Exercise details
Please repeat every entry exactly as given, apart from dropping the images.

Data section
◇ ◇ ◇ ◇ ◇

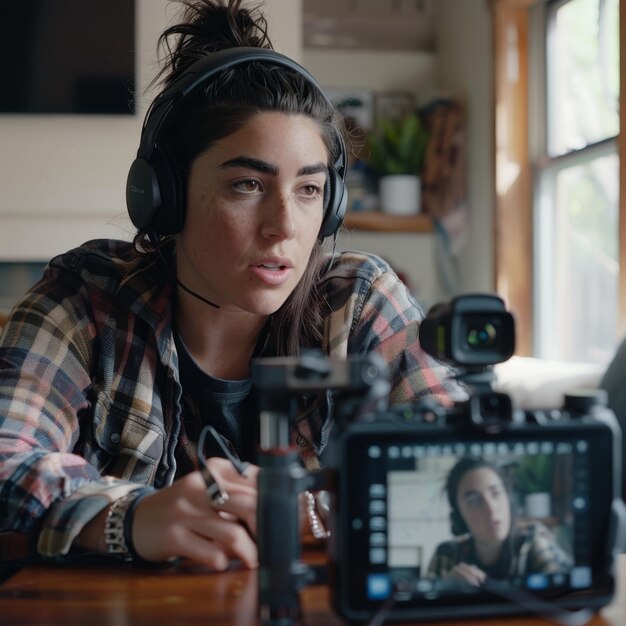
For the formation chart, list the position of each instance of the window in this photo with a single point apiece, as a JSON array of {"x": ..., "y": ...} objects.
[
  {"x": 559, "y": 211},
  {"x": 576, "y": 216}
]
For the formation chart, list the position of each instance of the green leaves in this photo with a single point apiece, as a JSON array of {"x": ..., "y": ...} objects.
[{"x": 398, "y": 146}]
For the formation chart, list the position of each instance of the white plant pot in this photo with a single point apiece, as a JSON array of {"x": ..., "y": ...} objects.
[
  {"x": 400, "y": 194},
  {"x": 538, "y": 504}
]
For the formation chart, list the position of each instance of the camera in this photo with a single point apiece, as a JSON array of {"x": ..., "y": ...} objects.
[{"x": 532, "y": 524}]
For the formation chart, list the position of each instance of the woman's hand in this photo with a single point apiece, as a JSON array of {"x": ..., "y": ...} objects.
[{"x": 182, "y": 521}]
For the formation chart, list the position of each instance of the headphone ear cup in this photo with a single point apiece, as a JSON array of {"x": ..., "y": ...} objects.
[
  {"x": 335, "y": 203},
  {"x": 155, "y": 195},
  {"x": 143, "y": 196},
  {"x": 169, "y": 218},
  {"x": 457, "y": 524}
]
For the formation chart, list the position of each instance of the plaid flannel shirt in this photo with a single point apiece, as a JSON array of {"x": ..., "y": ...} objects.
[
  {"x": 535, "y": 550},
  {"x": 90, "y": 398}
]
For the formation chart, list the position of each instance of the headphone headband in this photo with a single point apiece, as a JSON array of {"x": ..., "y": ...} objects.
[{"x": 150, "y": 191}]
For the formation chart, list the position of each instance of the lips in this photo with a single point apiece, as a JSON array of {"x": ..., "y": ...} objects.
[{"x": 272, "y": 271}]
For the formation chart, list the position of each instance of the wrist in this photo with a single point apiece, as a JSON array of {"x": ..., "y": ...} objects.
[{"x": 118, "y": 526}]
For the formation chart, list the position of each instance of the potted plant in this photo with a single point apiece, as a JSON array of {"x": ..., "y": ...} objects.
[
  {"x": 396, "y": 155},
  {"x": 535, "y": 479}
]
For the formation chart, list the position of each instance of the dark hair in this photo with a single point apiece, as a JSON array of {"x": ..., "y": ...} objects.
[
  {"x": 456, "y": 474},
  {"x": 223, "y": 108}
]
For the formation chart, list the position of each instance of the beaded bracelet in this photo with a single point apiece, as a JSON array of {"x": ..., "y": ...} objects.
[
  {"x": 317, "y": 527},
  {"x": 118, "y": 526}
]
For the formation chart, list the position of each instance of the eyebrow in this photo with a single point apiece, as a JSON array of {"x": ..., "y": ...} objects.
[
  {"x": 475, "y": 492},
  {"x": 268, "y": 168}
]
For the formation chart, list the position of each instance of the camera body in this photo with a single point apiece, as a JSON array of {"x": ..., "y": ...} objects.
[{"x": 392, "y": 527}]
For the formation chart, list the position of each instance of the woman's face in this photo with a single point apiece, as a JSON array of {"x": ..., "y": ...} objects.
[
  {"x": 484, "y": 505},
  {"x": 254, "y": 211}
]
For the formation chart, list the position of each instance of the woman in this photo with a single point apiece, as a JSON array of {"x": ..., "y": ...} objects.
[
  {"x": 114, "y": 362},
  {"x": 491, "y": 544}
]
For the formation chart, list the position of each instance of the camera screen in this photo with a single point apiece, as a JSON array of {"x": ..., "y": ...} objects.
[{"x": 434, "y": 518}]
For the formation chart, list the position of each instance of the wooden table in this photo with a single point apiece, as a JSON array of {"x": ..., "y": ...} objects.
[{"x": 182, "y": 596}]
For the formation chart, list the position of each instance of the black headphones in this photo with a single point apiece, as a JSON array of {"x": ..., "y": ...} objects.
[{"x": 155, "y": 189}]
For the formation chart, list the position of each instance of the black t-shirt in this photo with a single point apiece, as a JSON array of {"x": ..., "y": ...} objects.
[{"x": 230, "y": 406}]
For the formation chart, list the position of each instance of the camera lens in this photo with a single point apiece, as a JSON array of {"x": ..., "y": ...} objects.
[{"x": 482, "y": 335}]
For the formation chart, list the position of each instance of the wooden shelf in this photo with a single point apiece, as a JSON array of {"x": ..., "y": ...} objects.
[{"x": 385, "y": 223}]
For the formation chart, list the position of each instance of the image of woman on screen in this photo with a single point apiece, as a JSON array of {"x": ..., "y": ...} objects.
[{"x": 489, "y": 541}]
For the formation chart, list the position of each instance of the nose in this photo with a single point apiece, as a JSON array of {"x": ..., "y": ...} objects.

◇ ◇ ◇ ◇ ◇

Answer to this exercise
For the formation chart, list the position of each instance of the window in this photo with a single point apiece, as a JSON array of {"x": ..., "y": ...} objects.
[
  {"x": 559, "y": 211},
  {"x": 576, "y": 216}
]
For the formation chart, list the position of each instance of the green leaves in this photo with a single point apiece, as a JSON array of {"x": ..., "y": ...} objects.
[{"x": 398, "y": 146}]
For the formation chart, list the position of each instance of the white plant pot in this photo with a single point apiece, as a JSON array of {"x": ..., "y": ...} objects.
[
  {"x": 400, "y": 194},
  {"x": 538, "y": 504}
]
For the formation chart, list the position of each instance of the camera in this photo with a single point apiece, as a JSON array of {"x": ..., "y": ...} objects.
[{"x": 532, "y": 524}]
For the formation chart, list the position of each instance of the woman's hand in this photo with a single point apiece, as a JSON array of {"x": ..., "y": ...} objects.
[{"x": 182, "y": 521}]
For the formation chart, list the position of each instance of the headphone ear cup in this photo with a single point apiece, as a JSON array of {"x": ..., "y": ...} objects.
[
  {"x": 335, "y": 203},
  {"x": 155, "y": 195},
  {"x": 143, "y": 196},
  {"x": 169, "y": 218},
  {"x": 457, "y": 524}
]
For the formation chart, list the position of each instance of the plaid flannel shirt in this photo with a single point apiece, as a JSON array of {"x": ..., "y": ...} objects.
[
  {"x": 535, "y": 550},
  {"x": 90, "y": 398}
]
For the formation chart, list the position of each instance of the headphone headband in this photo with a single point apiece, as a JSON array of {"x": ..., "y": ...} objects.
[{"x": 150, "y": 191}]
For the formation chart, list the position of each instance of the lips in this photo with a single point apiece, as a JSON array of {"x": ..., "y": ...} objects.
[{"x": 272, "y": 271}]
For the formation chart, list the position of each instance of the wrist in this photo with a single point apiece, as a JSON array of {"x": ..., "y": ...} objects.
[{"x": 118, "y": 526}]
For the formation chart, list the position of each instance of the potted plant in this photo with a single point apiece, as a JSON array of {"x": ..., "y": ...} objects.
[
  {"x": 396, "y": 155},
  {"x": 535, "y": 479}
]
For the formation chart, list the position of each instance of the dark hair in this photo with a single point apiece, as a JSON array of {"x": ..., "y": ...} objects.
[
  {"x": 456, "y": 474},
  {"x": 223, "y": 108}
]
For the formation chart, list the position of each instance of the beaded bracelet in this photo with a single point apiece, as a JSON array of {"x": ..., "y": ...} objects.
[
  {"x": 317, "y": 527},
  {"x": 118, "y": 526}
]
For the formation chart, list the position of each instance of the eyebrow in this photo with a single point apiece, as a JSON array of {"x": ..., "y": ...} objects.
[
  {"x": 475, "y": 492},
  {"x": 268, "y": 168}
]
For the formation chart, list the position of each instance of the camera body in this photo with a single point apiece, as a JSON array of {"x": ..., "y": ...} objects.
[{"x": 392, "y": 527}]
For the formation chart, list the position of each instance of the woman's face in this photo with a single point apiece, as a JSON array of {"x": ..., "y": ...} objects.
[
  {"x": 484, "y": 505},
  {"x": 254, "y": 211}
]
For the formation chart, list the position of each instance of the woman in this photo with a single point apiece, as a JSON array of {"x": ..., "y": ...} objects.
[
  {"x": 114, "y": 362},
  {"x": 491, "y": 544}
]
For the formation chart, list the position of each instance of the camera screen in this photo with a single point apiece, as a JSON array of {"x": ..., "y": ...} objects.
[{"x": 434, "y": 518}]
For the formation chart, list the position of each instance of the wooden table in this photo with a single point apiece, as a JSON array of {"x": ..., "y": ...} objects.
[{"x": 182, "y": 596}]
For the formation chart, list the position of each instance of the black headphones in this photo with a single point apiece, as a JSON array of {"x": ..., "y": ...} objects.
[{"x": 155, "y": 189}]
For the formation chart, list the position of each instance of the black t-shirt in this photo with a single point apiece, as a JSON array of {"x": ..., "y": ...} objects.
[{"x": 230, "y": 406}]
For the formation chart, list the position of each instance of the camera lens in this photo with a single point apiece, as a JSON array of {"x": ..., "y": ...} objects.
[{"x": 482, "y": 335}]
For the formation chart, list the position of each instance of the wooden shelf in this photo with a single point apiece, as a JSON array of {"x": ..., "y": ...} objects.
[{"x": 385, "y": 223}]
For the formation chart, list the position of each instance of the image of woman on screen in this photo with a single point apiece, as a JSON array of {"x": ..., "y": ...} objects.
[{"x": 489, "y": 541}]
For the formation chart, list the position of each instance of the nose in this photo with a single point apiece, as a JSON array of {"x": ..., "y": ...} objects.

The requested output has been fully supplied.